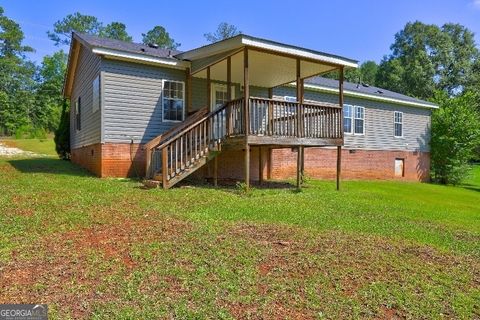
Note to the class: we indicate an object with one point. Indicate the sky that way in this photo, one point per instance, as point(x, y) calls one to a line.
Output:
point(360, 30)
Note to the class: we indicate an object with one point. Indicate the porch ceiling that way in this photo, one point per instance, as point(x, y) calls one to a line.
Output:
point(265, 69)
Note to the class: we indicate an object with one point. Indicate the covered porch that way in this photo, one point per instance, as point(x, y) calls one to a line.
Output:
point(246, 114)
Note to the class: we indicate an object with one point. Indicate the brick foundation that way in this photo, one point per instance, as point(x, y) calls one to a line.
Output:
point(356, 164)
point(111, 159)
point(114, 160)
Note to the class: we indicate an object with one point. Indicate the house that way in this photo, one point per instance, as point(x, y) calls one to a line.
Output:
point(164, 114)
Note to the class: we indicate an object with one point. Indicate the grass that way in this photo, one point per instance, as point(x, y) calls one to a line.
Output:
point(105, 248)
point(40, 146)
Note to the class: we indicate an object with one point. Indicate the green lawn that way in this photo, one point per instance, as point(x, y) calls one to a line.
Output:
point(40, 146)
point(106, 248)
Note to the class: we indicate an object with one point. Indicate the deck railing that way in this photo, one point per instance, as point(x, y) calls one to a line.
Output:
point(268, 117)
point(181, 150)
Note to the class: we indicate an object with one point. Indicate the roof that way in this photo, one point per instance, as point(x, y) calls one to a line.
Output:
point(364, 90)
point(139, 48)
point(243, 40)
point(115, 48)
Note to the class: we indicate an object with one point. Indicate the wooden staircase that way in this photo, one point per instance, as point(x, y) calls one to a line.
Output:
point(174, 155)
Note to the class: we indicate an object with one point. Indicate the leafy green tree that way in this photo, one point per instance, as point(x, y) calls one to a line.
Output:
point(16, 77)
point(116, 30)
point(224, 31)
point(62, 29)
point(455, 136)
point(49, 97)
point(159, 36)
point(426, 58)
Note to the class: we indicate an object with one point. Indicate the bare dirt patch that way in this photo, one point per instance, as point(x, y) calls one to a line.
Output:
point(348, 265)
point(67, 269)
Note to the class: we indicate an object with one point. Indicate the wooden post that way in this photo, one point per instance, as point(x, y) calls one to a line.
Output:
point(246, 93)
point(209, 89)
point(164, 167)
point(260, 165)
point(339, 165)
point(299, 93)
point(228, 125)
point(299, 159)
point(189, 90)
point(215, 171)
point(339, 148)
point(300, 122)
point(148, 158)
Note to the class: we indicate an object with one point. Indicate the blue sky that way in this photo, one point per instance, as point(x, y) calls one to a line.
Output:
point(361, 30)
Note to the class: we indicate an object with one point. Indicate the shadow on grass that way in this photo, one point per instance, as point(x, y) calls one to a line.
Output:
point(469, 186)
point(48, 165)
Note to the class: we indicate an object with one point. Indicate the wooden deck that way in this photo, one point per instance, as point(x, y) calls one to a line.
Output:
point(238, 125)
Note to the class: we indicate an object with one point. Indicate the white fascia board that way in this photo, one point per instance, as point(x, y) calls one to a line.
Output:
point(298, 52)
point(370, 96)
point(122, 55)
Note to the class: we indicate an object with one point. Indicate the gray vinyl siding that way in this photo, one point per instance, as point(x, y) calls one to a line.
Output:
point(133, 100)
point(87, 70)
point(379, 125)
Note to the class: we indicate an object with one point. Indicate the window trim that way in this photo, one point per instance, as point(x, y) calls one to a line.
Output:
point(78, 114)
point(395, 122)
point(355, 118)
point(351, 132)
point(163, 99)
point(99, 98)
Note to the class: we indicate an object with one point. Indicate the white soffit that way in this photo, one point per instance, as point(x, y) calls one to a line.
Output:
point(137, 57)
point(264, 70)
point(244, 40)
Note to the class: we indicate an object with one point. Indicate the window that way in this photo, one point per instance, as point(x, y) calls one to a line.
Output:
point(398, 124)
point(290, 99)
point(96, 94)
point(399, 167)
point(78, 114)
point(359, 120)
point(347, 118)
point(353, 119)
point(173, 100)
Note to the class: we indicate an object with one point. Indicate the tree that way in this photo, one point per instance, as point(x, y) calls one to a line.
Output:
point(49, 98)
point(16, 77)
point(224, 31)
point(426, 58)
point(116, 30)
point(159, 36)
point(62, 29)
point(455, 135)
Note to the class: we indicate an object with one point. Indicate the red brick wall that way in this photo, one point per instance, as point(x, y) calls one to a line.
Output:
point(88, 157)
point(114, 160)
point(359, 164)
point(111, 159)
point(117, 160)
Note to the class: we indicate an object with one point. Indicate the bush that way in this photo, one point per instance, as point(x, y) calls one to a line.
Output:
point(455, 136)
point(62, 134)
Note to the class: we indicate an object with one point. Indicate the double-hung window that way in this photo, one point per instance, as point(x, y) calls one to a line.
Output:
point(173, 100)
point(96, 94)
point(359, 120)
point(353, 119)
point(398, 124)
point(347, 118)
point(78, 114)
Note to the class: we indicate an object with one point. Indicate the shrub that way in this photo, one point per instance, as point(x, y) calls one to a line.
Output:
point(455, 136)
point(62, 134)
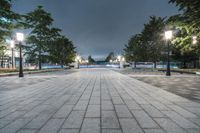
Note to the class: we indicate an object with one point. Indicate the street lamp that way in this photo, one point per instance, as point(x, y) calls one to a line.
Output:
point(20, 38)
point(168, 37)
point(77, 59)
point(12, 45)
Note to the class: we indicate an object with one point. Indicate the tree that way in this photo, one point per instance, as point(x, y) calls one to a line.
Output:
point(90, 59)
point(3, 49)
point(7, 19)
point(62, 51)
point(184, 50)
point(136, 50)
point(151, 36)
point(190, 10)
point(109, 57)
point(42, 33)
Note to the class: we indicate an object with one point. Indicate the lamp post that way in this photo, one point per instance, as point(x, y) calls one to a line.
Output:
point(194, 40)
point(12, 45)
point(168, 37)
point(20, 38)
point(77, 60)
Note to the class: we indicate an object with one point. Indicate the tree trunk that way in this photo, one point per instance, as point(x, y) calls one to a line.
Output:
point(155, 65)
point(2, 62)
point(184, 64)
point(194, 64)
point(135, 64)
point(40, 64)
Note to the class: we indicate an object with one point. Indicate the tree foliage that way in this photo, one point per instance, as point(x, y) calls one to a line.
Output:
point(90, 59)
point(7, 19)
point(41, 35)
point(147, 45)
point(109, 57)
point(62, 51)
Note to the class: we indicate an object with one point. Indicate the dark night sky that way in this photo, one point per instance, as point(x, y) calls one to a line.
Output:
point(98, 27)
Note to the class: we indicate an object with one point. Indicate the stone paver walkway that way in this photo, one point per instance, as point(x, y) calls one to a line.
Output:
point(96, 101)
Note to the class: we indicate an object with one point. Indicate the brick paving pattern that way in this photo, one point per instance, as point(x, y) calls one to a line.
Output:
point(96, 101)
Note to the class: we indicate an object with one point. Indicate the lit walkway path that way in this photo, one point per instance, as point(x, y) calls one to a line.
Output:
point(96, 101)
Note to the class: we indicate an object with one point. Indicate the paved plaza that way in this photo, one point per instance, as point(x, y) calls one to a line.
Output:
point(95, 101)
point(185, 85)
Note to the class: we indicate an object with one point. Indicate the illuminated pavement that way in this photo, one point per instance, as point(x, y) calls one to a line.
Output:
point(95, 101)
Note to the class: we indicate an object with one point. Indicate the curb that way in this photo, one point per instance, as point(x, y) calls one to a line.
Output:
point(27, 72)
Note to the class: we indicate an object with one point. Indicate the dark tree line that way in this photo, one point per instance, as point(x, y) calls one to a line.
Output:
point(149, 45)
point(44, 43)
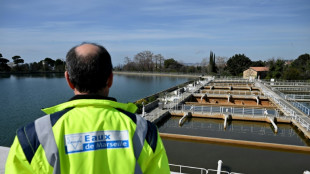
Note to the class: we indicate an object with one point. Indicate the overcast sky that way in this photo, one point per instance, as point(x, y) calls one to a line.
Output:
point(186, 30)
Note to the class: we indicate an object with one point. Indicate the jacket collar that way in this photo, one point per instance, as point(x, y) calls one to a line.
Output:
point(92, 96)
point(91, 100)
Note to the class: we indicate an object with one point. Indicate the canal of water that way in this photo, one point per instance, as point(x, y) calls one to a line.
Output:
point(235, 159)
· · · · ·
• [SET TASK] Rewrite everything in the data from the line with "the brick foundation" down to the line with "point(164, 114)", replacing "house" with "home" and leaving everything else unchanged.

• [TASK SOLUTION]
Note to the class: we indicate an object with one point. Indicate the brick foundation that way in this photo, one point per instance, as point(x, y) calls one to a line.
Output:
point(356, 164)
point(111, 159)
point(114, 160)
Note to the class: we indicate an object with one point. Indicate the home that way in this photo, one point per instance, as point(x, y) calls one to a line.
Output:
point(164, 114)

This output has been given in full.